▶ **Given task**: Output every line of the items below as a JSON array of strings, with one string per line and any blank lines omitted.

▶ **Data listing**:
------------------------------------------------------------

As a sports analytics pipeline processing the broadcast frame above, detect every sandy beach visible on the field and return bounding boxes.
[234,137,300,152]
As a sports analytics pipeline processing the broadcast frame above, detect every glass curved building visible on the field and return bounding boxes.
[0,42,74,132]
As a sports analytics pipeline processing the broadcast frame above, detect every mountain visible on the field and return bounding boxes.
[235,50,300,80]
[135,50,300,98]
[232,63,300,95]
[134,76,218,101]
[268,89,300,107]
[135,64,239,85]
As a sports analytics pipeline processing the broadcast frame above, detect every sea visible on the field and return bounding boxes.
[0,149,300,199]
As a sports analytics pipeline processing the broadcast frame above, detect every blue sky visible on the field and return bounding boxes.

------------------------------------------------------------

▶ **Correct result**:
[
  "As a sports analytics pipeline processing the broadcast frame above, detect every sandy beach visible on the field and return bounding boxes.",
  "[234,137,300,152]",
  "As a sports analytics pipeline processing the broadcast frame above, detect every glass curved building visible on the field and return bounding boxes.",
  "[0,42,74,132]",
  "As a sports analytics pipeline processing the broadcast frame above, detect every mountain visible on the field and return bounding boxes.",
  "[235,50,300,80]",
  "[135,50,300,98]",
  "[232,63,300,95]",
  "[134,76,218,101]",
  "[268,89,300,107]",
  "[135,64,239,85]",
  "As a sports analytics pipeline processing the broadcast frame above, detect every sea visible on the field and return bounding boxes.",
  "[0,149,300,199]",
  "As a sports analytics pipeline processing the broadcast frame above, detect every blue sky visible on the field and return bounding boxes."
]